··· Trecho da página

Por que tubarões ficam “hipnotizados” quando virados de cabeça para baixo?
Entenda o fenômeno da "imobilidade tônica".

Filmes de tubarão, como o clássico Jaws, deram fama de assassinos cruéis para esses predadores dos mares. Mas a verdade é que isso é um exagero – além de não serem máquinas de caçar humanos, os tubarões podem até ser fofinhos às vezes.
Quando colocados de barriga para cima, os tubarões ficam imóveis como cãezinhos pedindo carinho na barriga. Os músculos relaxam, o corpo entra em um estado de torpor e o animal parece hipnotizado. Vídeos mostrando este fenômeno são famosos na internet; veja um:
Esse comportamento é conhecido como “imobilidade tônica”. Acontece em diversas espécies do reino animal, como gambás e coelhos, e costuma ser interpretada como uma forma de se “fingir de morto” para enganar predadores. Em terra firme essa estratégia pode funcionar bem.
Essa explicação, porém, não funciona muito bem para tubarões. A verdade é que não há um consenso sobre o porquê isso ocorre com os predadores.
Um novo estudo publicado na Reviews in Fish Biology and Fisheries contesta a explicação da imobilidade tônica como uma forma de defesa contra predadores. Conduzido por Jodie L. Rummer, professora de biologia marinha da Universidade James Cook, na Austrália, e por Joel Gayford, doutorando na mesma instituição, o trabalho testou 13 espécies de tubarões, raias e uma quimera – um parente distante destes peixes cartilaginosos, apelidado de “tubarão fantasma”. Metade dos animais exibiu a resposta de imobilidade tônica; a outra metade, não. Mas nenhuma das hipóteses comuns para o fenômeno resistiu à análise.
“Não há evidências fortes de que tubarões se beneficiem de ‘congelar’ ao serem atacados”, afirmam os autores. E mais: esse comportamento, longe de ser uma defesa eficiente, pode ser usado contra eles. Orcas, por exemplo, já aprenderam a imobilizar tubarões propositalmente, virando-os de barriga para cima antes de extrair seus fígados ricos em nutrientes.
As outras explicações para o fenômeno também não convencem os pesquisadores. A teoria de que a imobilidade facilitaria o acasalamento é enfraquecida pelo fato de que machos e fêmeas respondem da mesma forma ao serem invertidos. Já a ideia de que se trata de uma resposta a sobrecarga sensorial segue não testada, permanecendo no campo da especulação.

······

• [O que fazer]:
1. Segundo o texto sobre tubarões, o que as orcas fazem com os tubarões antes de extrair seus fígados?
2. Resuma o texto sobre tubarões em duas frases.

··· Dados extraídos

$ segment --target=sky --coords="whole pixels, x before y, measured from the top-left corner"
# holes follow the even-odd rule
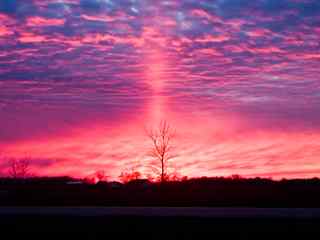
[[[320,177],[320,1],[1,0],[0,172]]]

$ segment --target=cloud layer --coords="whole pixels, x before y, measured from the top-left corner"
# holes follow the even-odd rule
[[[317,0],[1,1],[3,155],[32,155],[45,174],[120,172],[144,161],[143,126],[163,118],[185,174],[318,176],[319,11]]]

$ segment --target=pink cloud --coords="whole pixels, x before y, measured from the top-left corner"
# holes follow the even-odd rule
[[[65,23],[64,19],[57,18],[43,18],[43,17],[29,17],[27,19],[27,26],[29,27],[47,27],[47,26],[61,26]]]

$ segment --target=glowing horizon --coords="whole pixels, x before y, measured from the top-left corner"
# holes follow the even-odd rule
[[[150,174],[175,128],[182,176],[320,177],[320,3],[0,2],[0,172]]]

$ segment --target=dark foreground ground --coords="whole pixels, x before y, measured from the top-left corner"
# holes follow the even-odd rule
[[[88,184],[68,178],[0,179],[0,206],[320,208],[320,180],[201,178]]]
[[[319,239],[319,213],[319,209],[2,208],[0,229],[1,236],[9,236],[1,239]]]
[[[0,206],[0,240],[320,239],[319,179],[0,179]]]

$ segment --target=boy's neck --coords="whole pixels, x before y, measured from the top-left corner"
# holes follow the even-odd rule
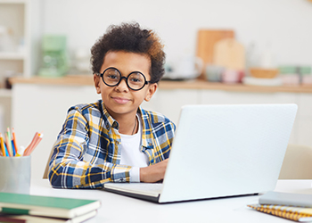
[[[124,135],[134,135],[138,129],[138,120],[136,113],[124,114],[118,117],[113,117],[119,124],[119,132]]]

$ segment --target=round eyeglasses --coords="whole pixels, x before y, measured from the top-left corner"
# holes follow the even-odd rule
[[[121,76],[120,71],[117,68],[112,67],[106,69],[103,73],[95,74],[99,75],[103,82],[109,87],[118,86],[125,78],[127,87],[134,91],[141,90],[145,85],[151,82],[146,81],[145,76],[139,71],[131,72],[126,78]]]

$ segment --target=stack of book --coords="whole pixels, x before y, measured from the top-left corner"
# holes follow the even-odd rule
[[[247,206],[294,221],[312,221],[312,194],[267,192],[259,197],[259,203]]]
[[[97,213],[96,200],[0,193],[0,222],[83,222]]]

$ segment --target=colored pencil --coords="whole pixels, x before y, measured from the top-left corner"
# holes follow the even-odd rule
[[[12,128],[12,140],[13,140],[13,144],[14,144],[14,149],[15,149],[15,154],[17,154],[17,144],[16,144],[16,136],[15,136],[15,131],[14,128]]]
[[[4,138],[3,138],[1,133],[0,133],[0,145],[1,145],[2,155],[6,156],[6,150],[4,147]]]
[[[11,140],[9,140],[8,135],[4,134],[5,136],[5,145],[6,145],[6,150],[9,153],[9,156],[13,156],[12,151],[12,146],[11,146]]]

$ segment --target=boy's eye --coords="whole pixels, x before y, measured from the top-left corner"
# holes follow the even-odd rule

······

• [Lista de respostas]:
1. Elas os viram de barriga para cima para imobilizá-los.

2. Virados de barriga para cima, os tubarões entram em imobilidade tônica, comportamento que em outros animais costuma ser interpretado como uma forma de se fingir de morto para enganar predadores. Um estudo da Universidade James Cook com 13 espécies contesta essa e as demais explicações, e observa que orcas chegam a usar essa imobilidade contra os tubarões.